Update everything from the first line down to the line containing "point(196, 452)" by replacing "bed skirt" with "dust ruffle", and reproduce those lines with all else unchanged.

■ **Collection entries**:
===
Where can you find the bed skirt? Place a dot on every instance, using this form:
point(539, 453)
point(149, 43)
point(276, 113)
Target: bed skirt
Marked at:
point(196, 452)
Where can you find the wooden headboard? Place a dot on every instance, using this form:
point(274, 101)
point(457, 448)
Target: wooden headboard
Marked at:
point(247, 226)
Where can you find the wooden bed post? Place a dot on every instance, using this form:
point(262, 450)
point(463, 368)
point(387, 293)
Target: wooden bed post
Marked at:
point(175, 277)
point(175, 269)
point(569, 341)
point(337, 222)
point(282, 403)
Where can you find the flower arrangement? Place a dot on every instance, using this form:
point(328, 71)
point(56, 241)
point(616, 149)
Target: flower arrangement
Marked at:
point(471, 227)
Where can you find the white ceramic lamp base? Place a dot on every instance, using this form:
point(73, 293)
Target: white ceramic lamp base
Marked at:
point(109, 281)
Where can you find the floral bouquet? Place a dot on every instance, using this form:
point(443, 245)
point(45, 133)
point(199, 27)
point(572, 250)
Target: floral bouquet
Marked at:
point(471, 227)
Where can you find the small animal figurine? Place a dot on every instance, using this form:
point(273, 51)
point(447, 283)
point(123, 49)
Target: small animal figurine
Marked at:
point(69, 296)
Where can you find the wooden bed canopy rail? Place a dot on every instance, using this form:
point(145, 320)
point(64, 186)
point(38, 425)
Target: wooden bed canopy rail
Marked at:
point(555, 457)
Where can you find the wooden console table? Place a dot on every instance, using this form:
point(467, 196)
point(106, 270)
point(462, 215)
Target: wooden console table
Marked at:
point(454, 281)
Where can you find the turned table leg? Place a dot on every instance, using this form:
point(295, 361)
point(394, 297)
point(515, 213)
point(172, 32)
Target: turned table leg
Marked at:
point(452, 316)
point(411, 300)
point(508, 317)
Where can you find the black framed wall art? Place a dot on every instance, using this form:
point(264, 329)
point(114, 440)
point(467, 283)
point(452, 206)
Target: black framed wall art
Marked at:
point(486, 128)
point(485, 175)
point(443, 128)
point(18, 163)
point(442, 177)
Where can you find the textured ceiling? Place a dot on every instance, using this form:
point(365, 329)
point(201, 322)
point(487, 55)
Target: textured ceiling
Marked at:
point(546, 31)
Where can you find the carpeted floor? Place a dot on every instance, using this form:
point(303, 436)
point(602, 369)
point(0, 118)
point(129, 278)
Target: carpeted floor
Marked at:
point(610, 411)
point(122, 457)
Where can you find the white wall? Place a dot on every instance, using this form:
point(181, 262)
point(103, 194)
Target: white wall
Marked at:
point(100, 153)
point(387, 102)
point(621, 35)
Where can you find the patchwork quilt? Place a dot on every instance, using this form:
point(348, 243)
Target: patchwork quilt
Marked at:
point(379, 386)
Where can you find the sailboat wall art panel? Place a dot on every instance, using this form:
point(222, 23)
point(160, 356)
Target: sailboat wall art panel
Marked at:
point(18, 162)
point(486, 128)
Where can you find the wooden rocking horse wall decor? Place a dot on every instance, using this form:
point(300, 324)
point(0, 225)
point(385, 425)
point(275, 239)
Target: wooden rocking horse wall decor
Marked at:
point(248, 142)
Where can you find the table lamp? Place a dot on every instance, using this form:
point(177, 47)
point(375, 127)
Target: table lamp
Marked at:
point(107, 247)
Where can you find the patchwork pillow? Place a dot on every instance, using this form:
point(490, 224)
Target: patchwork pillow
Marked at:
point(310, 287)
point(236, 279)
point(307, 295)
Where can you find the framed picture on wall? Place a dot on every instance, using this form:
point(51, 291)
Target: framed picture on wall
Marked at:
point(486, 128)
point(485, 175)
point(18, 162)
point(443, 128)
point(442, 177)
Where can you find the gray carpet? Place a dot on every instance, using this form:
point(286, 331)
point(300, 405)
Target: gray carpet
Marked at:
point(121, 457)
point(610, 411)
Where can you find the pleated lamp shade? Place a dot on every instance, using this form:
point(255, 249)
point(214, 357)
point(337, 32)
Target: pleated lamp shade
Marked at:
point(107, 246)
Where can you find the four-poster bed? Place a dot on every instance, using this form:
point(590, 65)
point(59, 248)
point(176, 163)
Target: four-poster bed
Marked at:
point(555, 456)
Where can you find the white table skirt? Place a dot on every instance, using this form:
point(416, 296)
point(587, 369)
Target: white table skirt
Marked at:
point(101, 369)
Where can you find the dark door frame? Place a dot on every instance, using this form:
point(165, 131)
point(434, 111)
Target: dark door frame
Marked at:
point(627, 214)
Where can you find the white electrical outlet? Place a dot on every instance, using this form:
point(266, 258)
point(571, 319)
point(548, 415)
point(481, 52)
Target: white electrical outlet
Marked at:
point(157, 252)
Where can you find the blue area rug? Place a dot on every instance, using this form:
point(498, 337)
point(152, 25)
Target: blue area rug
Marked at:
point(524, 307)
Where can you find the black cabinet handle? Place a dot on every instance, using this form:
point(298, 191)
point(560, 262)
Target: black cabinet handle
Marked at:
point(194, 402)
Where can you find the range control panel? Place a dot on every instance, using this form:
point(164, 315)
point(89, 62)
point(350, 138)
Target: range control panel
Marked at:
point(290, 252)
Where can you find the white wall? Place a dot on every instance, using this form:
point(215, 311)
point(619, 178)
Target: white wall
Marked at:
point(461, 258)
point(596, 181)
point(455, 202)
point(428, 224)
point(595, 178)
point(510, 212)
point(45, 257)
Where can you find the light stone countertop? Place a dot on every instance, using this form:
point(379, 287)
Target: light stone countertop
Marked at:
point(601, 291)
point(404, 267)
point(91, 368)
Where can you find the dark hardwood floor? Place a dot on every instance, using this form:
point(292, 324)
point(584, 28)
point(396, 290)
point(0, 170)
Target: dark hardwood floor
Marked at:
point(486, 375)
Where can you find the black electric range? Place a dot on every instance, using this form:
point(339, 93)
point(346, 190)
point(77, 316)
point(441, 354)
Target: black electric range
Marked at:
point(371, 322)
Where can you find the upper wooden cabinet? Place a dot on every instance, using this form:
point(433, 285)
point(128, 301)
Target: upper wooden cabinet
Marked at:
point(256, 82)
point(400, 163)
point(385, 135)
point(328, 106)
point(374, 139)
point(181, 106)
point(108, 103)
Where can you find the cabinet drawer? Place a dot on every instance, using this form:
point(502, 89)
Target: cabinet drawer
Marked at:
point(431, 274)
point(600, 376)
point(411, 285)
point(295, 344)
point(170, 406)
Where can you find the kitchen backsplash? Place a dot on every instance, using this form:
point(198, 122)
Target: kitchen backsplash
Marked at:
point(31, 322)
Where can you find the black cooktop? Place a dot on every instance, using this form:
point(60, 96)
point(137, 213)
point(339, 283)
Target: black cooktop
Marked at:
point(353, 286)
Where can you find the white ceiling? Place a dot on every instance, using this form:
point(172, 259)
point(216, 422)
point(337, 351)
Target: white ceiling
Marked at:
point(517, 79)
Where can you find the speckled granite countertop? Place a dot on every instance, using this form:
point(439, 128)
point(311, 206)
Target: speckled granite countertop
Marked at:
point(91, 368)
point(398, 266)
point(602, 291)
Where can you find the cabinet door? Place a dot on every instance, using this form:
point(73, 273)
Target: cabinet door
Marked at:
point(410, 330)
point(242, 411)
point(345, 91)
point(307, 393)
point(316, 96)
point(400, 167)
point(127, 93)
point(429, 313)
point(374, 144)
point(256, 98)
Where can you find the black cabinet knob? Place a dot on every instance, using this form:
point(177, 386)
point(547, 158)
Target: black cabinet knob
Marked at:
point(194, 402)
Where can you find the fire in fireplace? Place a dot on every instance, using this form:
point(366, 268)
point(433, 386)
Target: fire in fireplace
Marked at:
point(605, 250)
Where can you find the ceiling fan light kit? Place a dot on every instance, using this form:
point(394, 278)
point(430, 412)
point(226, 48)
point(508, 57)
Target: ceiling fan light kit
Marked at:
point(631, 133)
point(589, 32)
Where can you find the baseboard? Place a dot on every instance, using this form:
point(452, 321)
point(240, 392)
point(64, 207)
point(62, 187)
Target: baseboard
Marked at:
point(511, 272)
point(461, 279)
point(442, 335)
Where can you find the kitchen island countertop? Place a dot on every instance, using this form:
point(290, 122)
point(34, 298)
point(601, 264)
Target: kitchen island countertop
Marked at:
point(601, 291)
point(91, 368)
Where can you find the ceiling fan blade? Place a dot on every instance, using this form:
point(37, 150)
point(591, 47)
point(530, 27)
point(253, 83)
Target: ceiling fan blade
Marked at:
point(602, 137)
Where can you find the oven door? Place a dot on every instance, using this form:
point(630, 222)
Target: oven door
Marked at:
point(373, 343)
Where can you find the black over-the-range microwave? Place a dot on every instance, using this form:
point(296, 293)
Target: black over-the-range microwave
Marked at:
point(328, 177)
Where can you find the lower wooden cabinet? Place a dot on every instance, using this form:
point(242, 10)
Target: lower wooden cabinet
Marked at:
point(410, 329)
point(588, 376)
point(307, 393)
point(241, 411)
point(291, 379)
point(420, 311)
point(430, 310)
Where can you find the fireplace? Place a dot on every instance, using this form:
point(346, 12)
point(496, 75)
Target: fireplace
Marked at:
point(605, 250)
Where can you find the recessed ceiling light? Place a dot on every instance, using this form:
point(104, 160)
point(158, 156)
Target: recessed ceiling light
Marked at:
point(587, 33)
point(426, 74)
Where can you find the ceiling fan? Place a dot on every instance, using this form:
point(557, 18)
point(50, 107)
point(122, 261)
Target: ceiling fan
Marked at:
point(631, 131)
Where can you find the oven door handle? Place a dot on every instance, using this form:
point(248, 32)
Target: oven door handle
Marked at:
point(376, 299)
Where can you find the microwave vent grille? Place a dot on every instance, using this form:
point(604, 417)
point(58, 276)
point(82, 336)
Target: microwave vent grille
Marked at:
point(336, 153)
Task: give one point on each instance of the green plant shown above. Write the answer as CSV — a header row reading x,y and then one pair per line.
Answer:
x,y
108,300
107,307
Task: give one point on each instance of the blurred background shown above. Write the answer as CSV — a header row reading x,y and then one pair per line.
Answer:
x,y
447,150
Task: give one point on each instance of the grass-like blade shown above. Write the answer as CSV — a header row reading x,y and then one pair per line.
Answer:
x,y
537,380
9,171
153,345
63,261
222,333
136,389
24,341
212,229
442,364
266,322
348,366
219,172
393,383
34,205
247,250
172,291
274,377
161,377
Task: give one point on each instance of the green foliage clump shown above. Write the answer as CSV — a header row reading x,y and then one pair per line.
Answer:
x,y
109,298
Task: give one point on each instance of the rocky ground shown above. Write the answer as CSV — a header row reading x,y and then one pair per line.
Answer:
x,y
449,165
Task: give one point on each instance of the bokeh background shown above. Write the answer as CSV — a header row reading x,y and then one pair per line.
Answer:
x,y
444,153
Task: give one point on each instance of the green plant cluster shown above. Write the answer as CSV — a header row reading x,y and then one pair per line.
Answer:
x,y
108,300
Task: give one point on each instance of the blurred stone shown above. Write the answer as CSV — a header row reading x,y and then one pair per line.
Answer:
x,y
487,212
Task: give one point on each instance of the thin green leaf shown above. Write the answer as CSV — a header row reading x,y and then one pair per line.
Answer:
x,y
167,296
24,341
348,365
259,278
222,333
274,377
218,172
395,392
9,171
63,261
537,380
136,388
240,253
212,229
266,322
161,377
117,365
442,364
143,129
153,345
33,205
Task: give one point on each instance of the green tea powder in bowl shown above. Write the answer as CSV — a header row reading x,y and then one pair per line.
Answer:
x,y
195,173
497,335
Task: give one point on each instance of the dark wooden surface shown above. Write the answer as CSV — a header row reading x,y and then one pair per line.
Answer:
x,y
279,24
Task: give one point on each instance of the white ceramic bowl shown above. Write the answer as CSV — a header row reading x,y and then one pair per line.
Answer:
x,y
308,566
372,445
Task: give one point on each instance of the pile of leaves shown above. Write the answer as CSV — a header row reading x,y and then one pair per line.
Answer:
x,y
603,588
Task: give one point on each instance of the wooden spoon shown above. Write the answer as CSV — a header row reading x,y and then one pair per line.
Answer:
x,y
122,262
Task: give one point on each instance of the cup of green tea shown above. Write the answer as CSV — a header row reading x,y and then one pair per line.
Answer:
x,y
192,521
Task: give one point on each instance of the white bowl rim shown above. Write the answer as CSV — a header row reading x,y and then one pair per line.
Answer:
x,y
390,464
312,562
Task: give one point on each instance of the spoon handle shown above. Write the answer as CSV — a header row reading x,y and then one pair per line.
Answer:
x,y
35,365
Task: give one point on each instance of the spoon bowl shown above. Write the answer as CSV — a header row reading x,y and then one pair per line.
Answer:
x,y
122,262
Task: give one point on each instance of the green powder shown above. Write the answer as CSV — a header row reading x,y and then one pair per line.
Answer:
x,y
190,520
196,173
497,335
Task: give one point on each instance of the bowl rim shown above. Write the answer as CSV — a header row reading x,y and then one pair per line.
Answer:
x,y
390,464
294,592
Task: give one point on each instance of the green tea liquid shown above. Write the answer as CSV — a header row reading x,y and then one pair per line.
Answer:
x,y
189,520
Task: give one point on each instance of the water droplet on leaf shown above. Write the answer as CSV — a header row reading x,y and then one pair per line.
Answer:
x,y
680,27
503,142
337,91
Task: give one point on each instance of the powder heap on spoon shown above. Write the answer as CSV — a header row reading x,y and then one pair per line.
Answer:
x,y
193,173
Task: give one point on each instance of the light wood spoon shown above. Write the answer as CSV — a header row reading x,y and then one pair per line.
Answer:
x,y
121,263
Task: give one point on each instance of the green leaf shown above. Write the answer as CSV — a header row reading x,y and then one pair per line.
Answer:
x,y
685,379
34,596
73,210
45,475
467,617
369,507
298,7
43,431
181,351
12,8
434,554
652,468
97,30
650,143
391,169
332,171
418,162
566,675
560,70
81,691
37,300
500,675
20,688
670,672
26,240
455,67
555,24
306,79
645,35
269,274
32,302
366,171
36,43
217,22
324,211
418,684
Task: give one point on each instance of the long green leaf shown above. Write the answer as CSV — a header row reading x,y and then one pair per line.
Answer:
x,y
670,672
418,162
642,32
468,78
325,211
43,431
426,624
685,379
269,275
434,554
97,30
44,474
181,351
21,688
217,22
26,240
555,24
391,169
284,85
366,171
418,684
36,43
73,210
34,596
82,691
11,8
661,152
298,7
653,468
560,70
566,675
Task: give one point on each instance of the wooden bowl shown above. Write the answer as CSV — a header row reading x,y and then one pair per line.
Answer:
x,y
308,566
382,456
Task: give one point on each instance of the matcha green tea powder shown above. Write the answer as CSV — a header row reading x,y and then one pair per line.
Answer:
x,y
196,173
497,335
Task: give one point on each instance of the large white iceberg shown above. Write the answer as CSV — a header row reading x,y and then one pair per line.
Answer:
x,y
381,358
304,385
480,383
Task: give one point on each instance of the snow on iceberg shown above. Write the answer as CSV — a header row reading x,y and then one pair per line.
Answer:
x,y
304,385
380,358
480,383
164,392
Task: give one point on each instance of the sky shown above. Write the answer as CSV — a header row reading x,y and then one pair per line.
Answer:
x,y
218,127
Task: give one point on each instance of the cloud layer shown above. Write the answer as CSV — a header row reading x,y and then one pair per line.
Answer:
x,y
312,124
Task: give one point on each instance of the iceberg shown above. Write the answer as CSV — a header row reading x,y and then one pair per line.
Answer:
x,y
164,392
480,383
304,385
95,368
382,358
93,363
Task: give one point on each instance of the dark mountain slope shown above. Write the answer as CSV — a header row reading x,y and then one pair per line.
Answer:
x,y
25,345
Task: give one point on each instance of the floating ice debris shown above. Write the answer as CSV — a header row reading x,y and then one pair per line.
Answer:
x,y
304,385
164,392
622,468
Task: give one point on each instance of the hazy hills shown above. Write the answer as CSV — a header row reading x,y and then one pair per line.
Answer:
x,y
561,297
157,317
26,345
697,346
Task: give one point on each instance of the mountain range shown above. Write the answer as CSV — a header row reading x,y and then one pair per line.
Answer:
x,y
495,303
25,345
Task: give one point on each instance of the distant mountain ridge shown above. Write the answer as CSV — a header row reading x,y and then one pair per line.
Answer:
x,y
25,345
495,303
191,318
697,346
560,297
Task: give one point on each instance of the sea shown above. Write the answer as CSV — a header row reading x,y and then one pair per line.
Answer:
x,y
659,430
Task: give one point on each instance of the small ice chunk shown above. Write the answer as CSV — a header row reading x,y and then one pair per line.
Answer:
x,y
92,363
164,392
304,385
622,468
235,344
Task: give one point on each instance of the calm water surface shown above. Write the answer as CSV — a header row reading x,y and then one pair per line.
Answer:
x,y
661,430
===
■ **The output**:
Where can you find the dust ruffle? Place a dot on every instance, using this form:
point(539, 453)
point(149, 43)
point(276, 113)
Target: dust ruffle
Marked at:
point(196, 452)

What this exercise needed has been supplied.